Texto para leer

╭──

La incorporación del pasado en el presente aparece, primero, de forma pura cuando la vida ha alcanzado el estadio de la actividad intelectual. En este nivel, la vida tiene dos formas a su disposición: la objetivación en conceptos y figuras que, desde el momento de su creación, se convierten en la posesión reproducible de generaciones que se suceden permanentemente, y la memoria, con la que el pasado de la vida subjetiva deviene no sólo la causa del presente, sino que se transmite al presente con sus contenidos relativamente invariados.
Lo vivenciado tiempo atrás, que vive en nosotros como recuerdo, no en calidad de contenido devenido atemporal, sino asociado con sus emplazamientos temporales en nuestra conciencia, no es transformado completamente en sus efectos (como el modo mecanicista y causal de observación sugeriría). La esfera de la vida actual, presente, se extiende retrotrayéndose hasta el recuerdo.
Esto no significa que el pasado, con ello, resurge desde la tumba. Eso significa que nuestro presente no se mantiene en un punto, como hace la existencia mecánica. Por así decir, se extiende hacia atrás. En tales situaciones vivimos fuera del momento para recuperar el pasado.

╰──

Datos proporcionados
╭──

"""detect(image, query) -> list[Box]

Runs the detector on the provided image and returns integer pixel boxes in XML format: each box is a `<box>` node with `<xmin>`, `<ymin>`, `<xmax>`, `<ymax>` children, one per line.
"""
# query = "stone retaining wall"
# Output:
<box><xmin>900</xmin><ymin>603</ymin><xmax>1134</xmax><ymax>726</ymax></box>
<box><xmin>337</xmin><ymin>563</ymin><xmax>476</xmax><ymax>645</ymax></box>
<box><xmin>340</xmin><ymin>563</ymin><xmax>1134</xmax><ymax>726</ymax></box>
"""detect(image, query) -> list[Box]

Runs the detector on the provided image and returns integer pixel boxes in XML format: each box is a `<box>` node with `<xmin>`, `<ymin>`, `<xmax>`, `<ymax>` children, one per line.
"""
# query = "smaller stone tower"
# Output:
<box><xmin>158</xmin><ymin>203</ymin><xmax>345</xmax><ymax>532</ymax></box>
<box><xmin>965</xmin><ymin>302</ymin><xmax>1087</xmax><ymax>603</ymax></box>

╰──

Retos
1. Cita del fragmento sobre la memoria todo lo que va desde "Esto no significa" hasta "recuperar el pasado.".
2. ¿Qué oraciones componen el último párrafo del fragmento sobre la memoria? Escríbelas todas.
3. Prosigue el fragmento sobre la memoria a partir de su última oración.

Resultados por tarea
1.
Esto no significa que el pasado, con ello, resurge desde la tumba. Eso significa que nuestro presente no se mantiene en un punto, como hace la existencia mecánica. Por así decir, se extiende hacia atrás. En tales situaciones vivimos fuera del momento para recuperar el pasado.

2.
- Esto no significa que el pasado, con ello, resurge desde la tumba.
- Eso significa que nuestro presente no se mantiene en un punto, como hace la existencia mecánica.
- Por así decir, se extiende hacia atrás.
- En tales situaciones vivimos fuera del momento para recuperar el pasado.

3.
Nuestra relación con el futuro corre paralela a nuestra relación con el pasado, y no queda adecuadamente caracterizada con la determinación del hombre como «ser promotor de fines». «El fin» remoto y lejano aparece como un punto fijo, discontinuo con el presente, mientras que lo decisivo es precisamente la prolongación inmediata de la presente voluntad —y sentimiento y pensamiento— hacia el futuro: el presente de la vida consiste en que trasciende el presente. Aquí y ahora, en el movimiento continuo de la voluntad, constatamos que un umbral entre el ahora y el futuro no es real ya que nosotros, cuando lo establecemos, nos erigimos, al mismo tiempo, en el más-acá y el más-allá de él. El «fin» permite coagular el permanente flujo de la vida en torno a un punto —a cuyo través satisface, en gran medida, las exigencias del racionalismo y de la práctica—, absorbe la extensión de la vida temporal ininterrumpida entre «ahora» y «después», y así crea un espacio marcado en una parte por el punto fijo del presente y en la otra por el «fin» localizado con determinación.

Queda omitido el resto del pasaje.